"""

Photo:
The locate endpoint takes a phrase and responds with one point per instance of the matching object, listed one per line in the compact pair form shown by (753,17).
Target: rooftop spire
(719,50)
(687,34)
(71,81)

"""
"""

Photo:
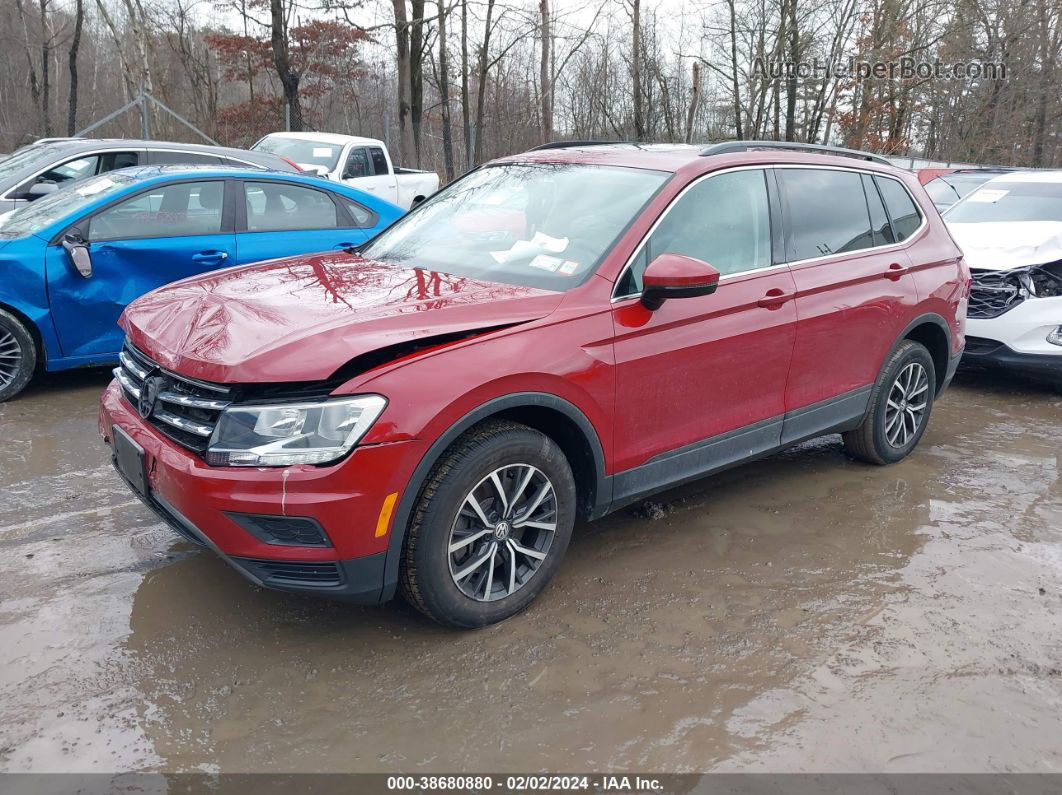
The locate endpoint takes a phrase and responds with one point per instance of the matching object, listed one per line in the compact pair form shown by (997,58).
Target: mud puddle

"""

Exercise
Reproduce exactly the lines above from the line with "shown by (997,58)." to the line with "Target: mud puddle", including both, and add nothing.

Task output
The locate endpoint takes a phrase and responds with one point per instance of the matching object, listed one per line in the compact pair form shown by (997,58).
Target: mud puddle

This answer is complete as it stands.